Written request:
Answer these questions from the passage on understanding the building code:
1. What book does the passage recommend for mastering the Uniform Building Code, and who wrote it?
2. How did the size of the code in the 1920s compare with its size in the 1990s?
3. What do building codes set minimum standards for safeguarding?

Source text:
Understanding the Code

Of course, the code isn't easy to understand. It's written to be enforced (like a law) rather than be understood (like a road map). Every building code has exceptions within exclusions within variances. They aren't very well organized. Indexing is poor. But you can understand it with a little study. If you're having trouble mastering the Uniform Building Code, I can recommend Contractor's Guide to the Building Code by Jack Hageman. It's published by Craftsman, the same company that published this manual. An order form is bound into the last few pages of this book.

As I suggested, the code has grown from a slim little pamphlet (in the 1920s) to three volumes (in the 1990s). To keep the code from getting even larger, code writers rely on standards published by other authorities. The following references are referred to by building codes because they provide specific details about materials and accepted procedures:

• Aluminum Association (AA)

• American Architectural Manufacturers Association (AAMA)

• American Concrete Institute (ACT)

• American Institute of Steel Construction (AISC)

• American Institute of Timber Construction (AITC)

• American National Standards Institute (ANSI)

• American Plywood Association (APA)

• American Society of Civil Engineers (ASCE)

• American Society of Mechanical Engineers (ASME)

• American Society of Testing and Materials (ASTM)

• American Welding Society (AWS)

• International Association of Plumbing and Mechanical Officials (IAPMO)

• National Fire Protection Association (NFPA)

• Portland Cement Association (PCA)

• Underwriter's Laboratories (UL)

In addition to the three national building codes, you'll see references to other model codes that apply to specialty work. Some of these are:

• CABO Model Energy Code

• International Mechanical Code

• International Plumbing Code

• National Electrical Code

• National Plumbing Code

• Uniform Administrative Code

• Uniform Building Code Standards

• Uniform Code for Abatement of Dangerous Buildings

• Uniform Code for Building Conservation

• Uniform Disaster Mitigation Plan

• Uniform Fire Code

• Uniform Fire Code Standards

• Uniform Housing Code

• Uniform Security Code

• Uniform Sign Code

Remember that building codes set minimum standards for safeguarding life, health, and property. You can always exceed code standards. That's fine. Just don't get caught doing less than the code requires.

Information supplied:
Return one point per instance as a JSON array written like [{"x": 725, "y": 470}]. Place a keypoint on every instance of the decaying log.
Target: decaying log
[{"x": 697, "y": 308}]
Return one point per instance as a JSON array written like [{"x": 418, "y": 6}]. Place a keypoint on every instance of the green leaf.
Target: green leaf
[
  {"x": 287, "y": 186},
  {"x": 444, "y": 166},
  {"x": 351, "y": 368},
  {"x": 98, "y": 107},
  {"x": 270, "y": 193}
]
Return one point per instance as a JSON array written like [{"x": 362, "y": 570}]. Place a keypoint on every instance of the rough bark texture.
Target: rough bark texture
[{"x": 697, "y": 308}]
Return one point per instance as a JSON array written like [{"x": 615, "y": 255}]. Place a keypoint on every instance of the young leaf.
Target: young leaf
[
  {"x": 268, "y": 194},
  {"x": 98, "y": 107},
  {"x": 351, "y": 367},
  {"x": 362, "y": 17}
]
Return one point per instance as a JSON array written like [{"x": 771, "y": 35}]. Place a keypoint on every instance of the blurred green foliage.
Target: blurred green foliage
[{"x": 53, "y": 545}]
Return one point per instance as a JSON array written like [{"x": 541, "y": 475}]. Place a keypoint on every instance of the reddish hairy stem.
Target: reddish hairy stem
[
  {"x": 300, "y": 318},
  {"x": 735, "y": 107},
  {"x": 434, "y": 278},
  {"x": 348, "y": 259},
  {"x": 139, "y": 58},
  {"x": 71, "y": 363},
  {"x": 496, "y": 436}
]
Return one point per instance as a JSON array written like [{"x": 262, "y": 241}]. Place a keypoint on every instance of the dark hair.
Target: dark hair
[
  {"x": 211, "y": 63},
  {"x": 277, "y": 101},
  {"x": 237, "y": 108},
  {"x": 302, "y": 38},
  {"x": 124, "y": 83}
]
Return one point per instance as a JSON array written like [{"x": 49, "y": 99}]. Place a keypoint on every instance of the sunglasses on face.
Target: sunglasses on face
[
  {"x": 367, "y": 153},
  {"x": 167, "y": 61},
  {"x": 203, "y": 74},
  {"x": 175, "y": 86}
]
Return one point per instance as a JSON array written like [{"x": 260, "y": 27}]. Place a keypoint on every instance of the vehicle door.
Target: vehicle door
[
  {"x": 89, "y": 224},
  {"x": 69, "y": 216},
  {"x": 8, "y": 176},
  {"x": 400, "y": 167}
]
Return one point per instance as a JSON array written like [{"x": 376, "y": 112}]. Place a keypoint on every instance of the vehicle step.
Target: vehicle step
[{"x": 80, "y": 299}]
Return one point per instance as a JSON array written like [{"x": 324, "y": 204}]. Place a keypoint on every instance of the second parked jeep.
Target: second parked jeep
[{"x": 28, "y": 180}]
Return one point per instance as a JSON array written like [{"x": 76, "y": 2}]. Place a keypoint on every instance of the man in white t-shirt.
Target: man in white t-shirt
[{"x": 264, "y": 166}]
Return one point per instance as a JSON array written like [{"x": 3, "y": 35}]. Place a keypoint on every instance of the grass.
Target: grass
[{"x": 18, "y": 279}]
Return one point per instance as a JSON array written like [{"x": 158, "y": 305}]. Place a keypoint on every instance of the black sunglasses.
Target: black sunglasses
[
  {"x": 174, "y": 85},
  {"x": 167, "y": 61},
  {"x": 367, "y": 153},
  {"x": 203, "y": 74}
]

Final result:
1. Contractor's Guide to the Building Code by Jack Hageman.
2. It grew from a slim little pamphlet in the 1920s to three volumes in the 1990s.
3. Life, health, and property.